■ The task ■
Reproduce the rows below verbatim, from the line containing "Spot every instance of the man's hand" through the line containing "x=152 y=485", leaving out the pictures.

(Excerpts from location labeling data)
○ ○ ○ ○ ○ ○ ○

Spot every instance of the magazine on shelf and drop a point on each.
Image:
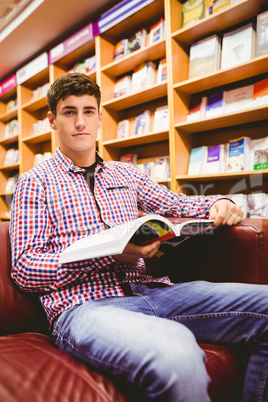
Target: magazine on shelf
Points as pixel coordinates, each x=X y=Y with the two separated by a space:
x=141 y=231
x=239 y=155
x=262 y=34
x=238 y=46
x=192 y=11
x=204 y=56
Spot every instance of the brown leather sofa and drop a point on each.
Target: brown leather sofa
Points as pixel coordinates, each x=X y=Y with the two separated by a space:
x=32 y=369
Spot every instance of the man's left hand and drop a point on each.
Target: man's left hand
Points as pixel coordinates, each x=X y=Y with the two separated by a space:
x=225 y=212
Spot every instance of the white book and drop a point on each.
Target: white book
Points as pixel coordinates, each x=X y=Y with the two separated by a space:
x=241 y=201
x=204 y=57
x=143 y=76
x=122 y=86
x=214 y=159
x=260 y=153
x=161 y=118
x=238 y=46
x=239 y=155
x=123 y=129
x=257 y=205
x=143 y=230
x=196 y=162
x=238 y=99
x=142 y=123
x=162 y=168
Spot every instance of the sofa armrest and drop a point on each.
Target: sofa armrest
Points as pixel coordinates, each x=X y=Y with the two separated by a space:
x=231 y=254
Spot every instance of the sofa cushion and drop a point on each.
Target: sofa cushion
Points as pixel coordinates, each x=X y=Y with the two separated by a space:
x=32 y=369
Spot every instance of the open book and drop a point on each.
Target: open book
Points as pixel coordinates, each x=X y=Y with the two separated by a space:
x=142 y=231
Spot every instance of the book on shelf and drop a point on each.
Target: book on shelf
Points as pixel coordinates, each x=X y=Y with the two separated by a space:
x=220 y=5
x=197 y=108
x=238 y=46
x=260 y=153
x=196 y=161
x=161 y=118
x=260 y=92
x=214 y=104
x=204 y=57
x=120 y=49
x=130 y=158
x=123 y=129
x=136 y=41
x=262 y=34
x=257 y=205
x=122 y=86
x=142 y=123
x=214 y=159
x=162 y=168
x=143 y=76
x=141 y=231
x=238 y=99
x=192 y=11
x=157 y=31
x=241 y=200
x=162 y=71
x=239 y=155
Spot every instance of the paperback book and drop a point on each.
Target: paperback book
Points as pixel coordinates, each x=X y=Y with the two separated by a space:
x=238 y=46
x=204 y=56
x=141 y=231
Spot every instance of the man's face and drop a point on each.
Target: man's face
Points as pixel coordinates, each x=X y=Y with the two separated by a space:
x=77 y=122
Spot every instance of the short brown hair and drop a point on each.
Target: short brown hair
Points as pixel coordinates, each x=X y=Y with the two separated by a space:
x=72 y=84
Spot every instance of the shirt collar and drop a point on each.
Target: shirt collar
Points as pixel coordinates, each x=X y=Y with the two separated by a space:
x=67 y=163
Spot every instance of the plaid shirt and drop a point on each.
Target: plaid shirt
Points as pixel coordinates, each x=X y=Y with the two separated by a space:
x=53 y=207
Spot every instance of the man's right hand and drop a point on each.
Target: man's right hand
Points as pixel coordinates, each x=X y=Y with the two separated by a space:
x=133 y=252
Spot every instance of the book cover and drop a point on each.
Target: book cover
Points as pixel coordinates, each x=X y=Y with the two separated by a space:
x=130 y=158
x=214 y=159
x=143 y=76
x=260 y=93
x=161 y=118
x=262 y=34
x=204 y=57
x=120 y=49
x=196 y=160
x=141 y=231
x=142 y=123
x=238 y=46
x=136 y=41
x=197 y=108
x=162 y=168
x=157 y=31
x=162 y=71
x=123 y=129
x=260 y=153
x=192 y=11
x=257 y=205
x=239 y=155
x=122 y=86
x=238 y=99
x=214 y=105
x=220 y=5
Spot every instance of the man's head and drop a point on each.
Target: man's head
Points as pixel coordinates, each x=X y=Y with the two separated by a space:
x=71 y=84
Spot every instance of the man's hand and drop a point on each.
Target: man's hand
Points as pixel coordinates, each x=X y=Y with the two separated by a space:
x=133 y=252
x=225 y=212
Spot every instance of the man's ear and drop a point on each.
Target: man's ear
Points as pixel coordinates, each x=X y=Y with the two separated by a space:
x=51 y=119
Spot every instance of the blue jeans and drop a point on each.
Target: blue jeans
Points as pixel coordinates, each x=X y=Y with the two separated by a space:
x=131 y=336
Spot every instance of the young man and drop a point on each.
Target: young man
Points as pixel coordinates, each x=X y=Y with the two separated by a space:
x=109 y=311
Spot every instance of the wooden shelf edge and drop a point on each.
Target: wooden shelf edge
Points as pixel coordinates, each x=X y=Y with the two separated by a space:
x=219 y=22
x=225 y=120
x=222 y=176
x=251 y=68
x=137 y=139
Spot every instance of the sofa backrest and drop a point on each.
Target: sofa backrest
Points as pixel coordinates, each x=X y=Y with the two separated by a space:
x=19 y=311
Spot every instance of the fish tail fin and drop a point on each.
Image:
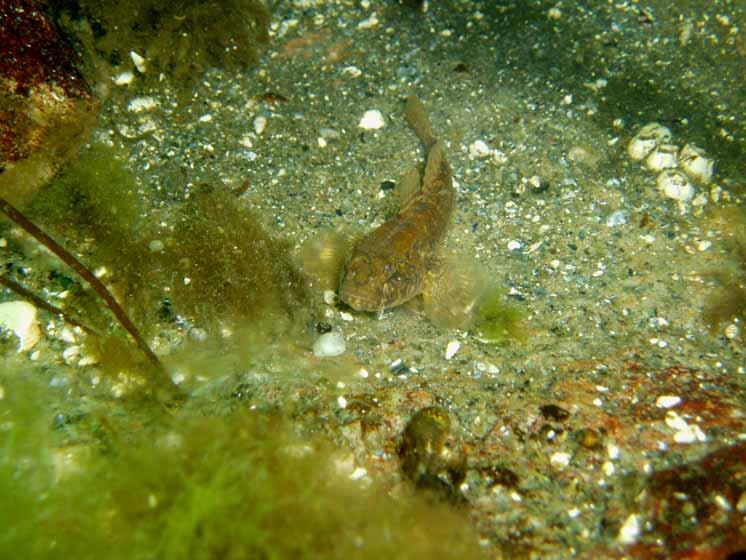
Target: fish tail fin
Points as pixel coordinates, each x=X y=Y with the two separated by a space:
x=418 y=120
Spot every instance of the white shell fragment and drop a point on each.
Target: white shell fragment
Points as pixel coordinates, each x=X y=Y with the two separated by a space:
x=696 y=164
x=663 y=157
x=629 y=532
x=451 y=348
x=647 y=139
x=329 y=345
x=675 y=185
x=20 y=318
x=667 y=401
x=260 y=123
x=372 y=120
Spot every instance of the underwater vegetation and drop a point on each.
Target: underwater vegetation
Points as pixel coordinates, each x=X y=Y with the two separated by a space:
x=728 y=301
x=181 y=38
x=206 y=263
x=152 y=485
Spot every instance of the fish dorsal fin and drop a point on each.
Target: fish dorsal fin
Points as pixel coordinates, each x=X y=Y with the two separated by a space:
x=410 y=185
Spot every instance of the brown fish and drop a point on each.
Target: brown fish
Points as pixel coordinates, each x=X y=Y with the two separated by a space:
x=390 y=264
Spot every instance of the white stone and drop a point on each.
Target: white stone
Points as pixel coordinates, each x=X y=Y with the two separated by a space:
x=646 y=140
x=629 y=532
x=20 y=318
x=260 y=123
x=479 y=149
x=451 y=348
x=123 y=78
x=675 y=185
x=372 y=120
x=667 y=401
x=696 y=164
x=731 y=331
x=138 y=61
x=329 y=345
x=663 y=157
x=559 y=460
x=141 y=104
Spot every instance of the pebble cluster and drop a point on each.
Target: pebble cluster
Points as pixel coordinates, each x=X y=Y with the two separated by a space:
x=676 y=168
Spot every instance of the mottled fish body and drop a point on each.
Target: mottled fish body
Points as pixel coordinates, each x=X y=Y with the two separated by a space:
x=390 y=264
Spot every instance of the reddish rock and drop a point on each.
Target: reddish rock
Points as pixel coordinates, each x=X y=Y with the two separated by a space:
x=46 y=106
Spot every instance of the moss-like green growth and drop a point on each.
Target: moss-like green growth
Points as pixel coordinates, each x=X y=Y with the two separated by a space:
x=497 y=320
x=207 y=261
x=143 y=484
x=181 y=38
x=221 y=263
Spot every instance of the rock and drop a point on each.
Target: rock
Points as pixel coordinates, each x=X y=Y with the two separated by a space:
x=20 y=318
x=329 y=345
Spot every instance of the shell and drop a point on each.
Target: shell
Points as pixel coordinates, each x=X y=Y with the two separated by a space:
x=674 y=184
x=696 y=164
x=646 y=140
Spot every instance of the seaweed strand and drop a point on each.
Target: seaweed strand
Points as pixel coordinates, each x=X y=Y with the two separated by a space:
x=65 y=256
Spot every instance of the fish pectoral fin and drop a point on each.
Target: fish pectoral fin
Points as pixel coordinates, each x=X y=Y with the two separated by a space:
x=410 y=185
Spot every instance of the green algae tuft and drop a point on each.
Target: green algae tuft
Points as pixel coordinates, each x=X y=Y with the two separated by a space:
x=182 y=38
x=184 y=485
x=497 y=320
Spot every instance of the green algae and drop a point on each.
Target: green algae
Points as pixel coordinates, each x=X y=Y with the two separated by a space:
x=497 y=320
x=207 y=262
x=129 y=482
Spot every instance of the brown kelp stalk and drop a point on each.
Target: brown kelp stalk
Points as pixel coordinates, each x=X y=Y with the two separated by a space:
x=89 y=277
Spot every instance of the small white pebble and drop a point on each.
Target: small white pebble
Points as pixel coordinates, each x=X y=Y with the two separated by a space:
x=613 y=451
x=731 y=331
x=352 y=71
x=123 y=78
x=358 y=473
x=479 y=149
x=722 y=502
x=368 y=23
x=372 y=120
x=141 y=104
x=260 y=124
x=451 y=348
x=667 y=401
x=138 y=61
x=20 y=318
x=329 y=345
x=629 y=532
x=559 y=460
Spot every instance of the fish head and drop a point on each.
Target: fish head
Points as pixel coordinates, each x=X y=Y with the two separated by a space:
x=374 y=283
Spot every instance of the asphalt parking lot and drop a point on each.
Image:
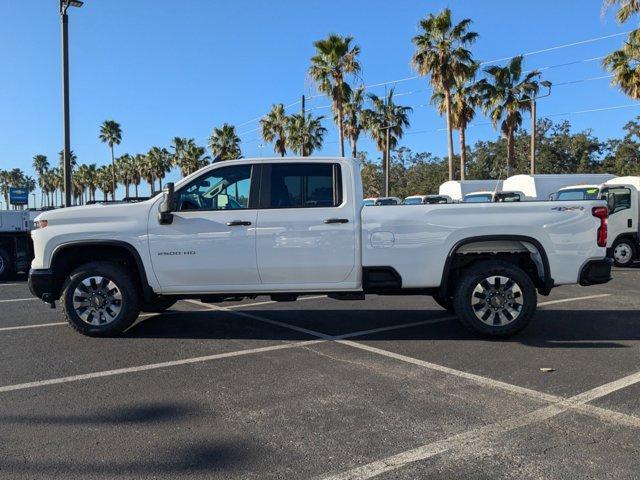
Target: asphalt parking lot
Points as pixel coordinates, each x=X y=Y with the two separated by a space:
x=389 y=388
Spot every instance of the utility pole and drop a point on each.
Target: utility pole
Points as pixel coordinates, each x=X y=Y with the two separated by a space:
x=304 y=133
x=66 y=152
x=547 y=85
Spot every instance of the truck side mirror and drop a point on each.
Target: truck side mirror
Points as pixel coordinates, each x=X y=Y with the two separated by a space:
x=168 y=205
x=611 y=202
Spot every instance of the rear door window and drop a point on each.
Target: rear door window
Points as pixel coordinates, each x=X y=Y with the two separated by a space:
x=302 y=185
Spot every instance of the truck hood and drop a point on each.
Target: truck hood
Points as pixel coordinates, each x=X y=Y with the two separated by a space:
x=95 y=213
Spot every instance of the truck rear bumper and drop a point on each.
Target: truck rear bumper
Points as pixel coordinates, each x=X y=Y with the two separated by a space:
x=41 y=284
x=595 y=272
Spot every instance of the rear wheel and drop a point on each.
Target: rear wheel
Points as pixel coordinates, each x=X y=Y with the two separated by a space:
x=5 y=264
x=624 y=252
x=444 y=302
x=100 y=299
x=495 y=299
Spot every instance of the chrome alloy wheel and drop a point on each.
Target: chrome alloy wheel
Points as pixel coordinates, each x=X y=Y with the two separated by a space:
x=97 y=300
x=622 y=253
x=497 y=301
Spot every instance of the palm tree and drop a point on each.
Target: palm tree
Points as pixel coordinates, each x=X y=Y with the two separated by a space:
x=305 y=134
x=386 y=122
x=195 y=158
x=626 y=10
x=111 y=134
x=5 y=183
x=104 y=180
x=353 y=122
x=464 y=100
x=441 y=53
x=625 y=66
x=274 y=128
x=224 y=143
x=334 y=59
x=124 y=171
x=505 y=95
x=160 y=163
x=41 y=166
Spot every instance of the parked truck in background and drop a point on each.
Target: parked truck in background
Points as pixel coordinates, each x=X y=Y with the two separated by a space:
x=297 y=226
x=623 y=242
x=16 y=248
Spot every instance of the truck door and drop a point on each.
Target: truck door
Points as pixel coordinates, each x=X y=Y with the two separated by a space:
x=623 y=217
x=210 y=245
x=306 y=229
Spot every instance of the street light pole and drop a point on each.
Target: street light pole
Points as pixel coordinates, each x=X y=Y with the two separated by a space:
x=66 y=152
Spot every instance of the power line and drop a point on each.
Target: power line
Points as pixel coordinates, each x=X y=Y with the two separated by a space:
x=414 y=77
x=576 y=112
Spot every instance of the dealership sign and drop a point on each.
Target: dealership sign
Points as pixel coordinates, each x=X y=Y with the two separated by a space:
x=18 y=196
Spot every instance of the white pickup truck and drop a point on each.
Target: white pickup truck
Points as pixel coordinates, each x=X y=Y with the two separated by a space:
x=297 y=226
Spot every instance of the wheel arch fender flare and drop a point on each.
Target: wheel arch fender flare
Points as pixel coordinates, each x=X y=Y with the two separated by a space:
x=147 y=290
x=544 y=270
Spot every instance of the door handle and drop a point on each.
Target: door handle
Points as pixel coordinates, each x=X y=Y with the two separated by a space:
x=336 y=220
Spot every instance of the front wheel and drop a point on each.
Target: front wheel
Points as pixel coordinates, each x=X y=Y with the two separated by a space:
x=100 y=299
x=624 y=252
x=495 y=299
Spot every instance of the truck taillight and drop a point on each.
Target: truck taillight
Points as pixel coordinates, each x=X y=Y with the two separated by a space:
x=601 y=236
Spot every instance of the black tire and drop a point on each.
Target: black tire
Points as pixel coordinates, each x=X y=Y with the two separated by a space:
x=157 y=305
x=520 y=298
x=444 y=302
x=624 y=252
x=128 y=304
x=6 y=265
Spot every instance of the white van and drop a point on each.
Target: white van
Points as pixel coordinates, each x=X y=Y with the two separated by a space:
x=540 y=187
x=427 y=199
x=457 y=189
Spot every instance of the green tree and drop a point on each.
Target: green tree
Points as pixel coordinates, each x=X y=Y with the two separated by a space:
x=224 y=143
x=274 y=126
x=111 y=134
x=441 y=54
x=464 y=100
x=626 y=9
x=41 y=167
x=385 y=122
x=335 y=58
x=505 y=95
x=353 y=122
x=305 y=134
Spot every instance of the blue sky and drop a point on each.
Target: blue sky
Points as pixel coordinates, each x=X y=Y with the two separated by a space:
x=178 y=68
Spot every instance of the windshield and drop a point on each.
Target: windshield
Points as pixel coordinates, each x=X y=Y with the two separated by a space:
x=479 y=198
x=578 y=194
x=432 y=200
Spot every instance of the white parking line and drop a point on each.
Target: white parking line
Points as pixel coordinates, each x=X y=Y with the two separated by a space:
x=38 y=325
x=153 y=366
x=463 y=440
x=20 y=300
x=574 y=299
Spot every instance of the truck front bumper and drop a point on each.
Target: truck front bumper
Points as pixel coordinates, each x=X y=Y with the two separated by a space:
x=41 y=284
x=595 y=272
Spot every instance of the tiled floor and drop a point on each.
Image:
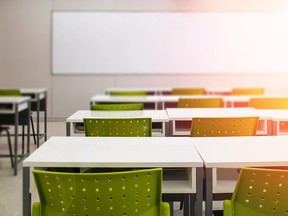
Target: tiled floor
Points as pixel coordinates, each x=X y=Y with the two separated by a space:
x=11 y=186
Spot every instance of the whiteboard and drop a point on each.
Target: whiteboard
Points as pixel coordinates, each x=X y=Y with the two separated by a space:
x=169 y=42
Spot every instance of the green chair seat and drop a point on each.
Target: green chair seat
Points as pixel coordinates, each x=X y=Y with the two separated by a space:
x=133 y=127
x=117 y=107
x=137 y=192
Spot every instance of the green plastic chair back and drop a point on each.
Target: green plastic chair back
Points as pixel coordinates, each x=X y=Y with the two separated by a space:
x=259 y=192
x=247 y=91
x=188 y=91
x=210 y=127
x=117 y=107
x=128 y=93
x=10 y=92
x=136 y=192
x=269 y=103
x=124 y=127
x=199 y=102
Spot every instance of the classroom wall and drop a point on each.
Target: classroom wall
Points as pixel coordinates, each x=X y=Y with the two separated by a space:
x=25 y=50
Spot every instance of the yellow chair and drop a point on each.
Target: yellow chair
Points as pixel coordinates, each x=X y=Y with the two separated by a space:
x=269 y=103
x=215 y=127
x=199 y=102
x=137 y=193
x=188 y=91
x=247 y=91
x=232 y=126
x=259 y=192
x=128 y=93
x=117 y=107
x=131 y=127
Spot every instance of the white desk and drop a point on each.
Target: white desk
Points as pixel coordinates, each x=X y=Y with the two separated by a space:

○ ○ ○ ○ ○ ○ ○

■ Expected output ■
Spot every instance of the man's hand and drop a point on each.
Target: man's hand
Points as pixel coordinates, each x=X y=Y with the two separated by a space:
x=133 y=252
x=225 y=212
Spot every instance of the man's ear and drop a point on each.
Target: man's ear
Points as pixel coordinates, each x=X y=Y with the two separated by a space:
x=51 y=119
Spot every instance of the blue jeans and drop a point on each.
Target: blue jeans
Points as pixel coordinates, each x=X y=Y with the two separated by a space:
x=131 y=336
Spot every instance of the young man and drop a point on each.
Target: young man
Points as pixel coordinates, each x=X y=Y with the two separated by a space:
x=109 y=311
Spot every instance of the wooden shelf edge and drop a point on each.
Target: wooden shelf edge
Points as pixel coordinates, each x=X y=Y with the two separated by a space:
x=219 y=22
x=225 y=120
x=222 y=176
x=251 y=68
x=137 y=139
Spot every instance of the sofa backrest and drop a point on each.
Target: sofa backrest
Points as pixel coordinates, each x=X y=Y with the two separated by a space:
x=19 y=311
Spot every instance of the fish tail fin and drop a point on each.
Image:
Target: fish tail fin
Points as pixel coordinates, each x=X y=Y with the two separated by a space:
x=418 y=120
Spot every instance of the white shell fragment and drop a point on each.
Target: white shell fragment
Points as pixel coordinates, each x=X y=Y with the two separated by a space:
x=696 y=164
x=663 y=157
x=629 y=532
x=451 y=348
x=647 y=139
x=329 y=345
x=675 y=185
x=20 y=318
x=667 y=401
x=260 y=123
x=372 y=120
Spot every instance of the underwater vegetation and drop a point on each.
Target: underwater vegetation
Points as pixel coordinates, each x=X y=Y with the two separated by a space:
x=728 y=301
x=181 y=38
x=206 y=263
x=152 y=485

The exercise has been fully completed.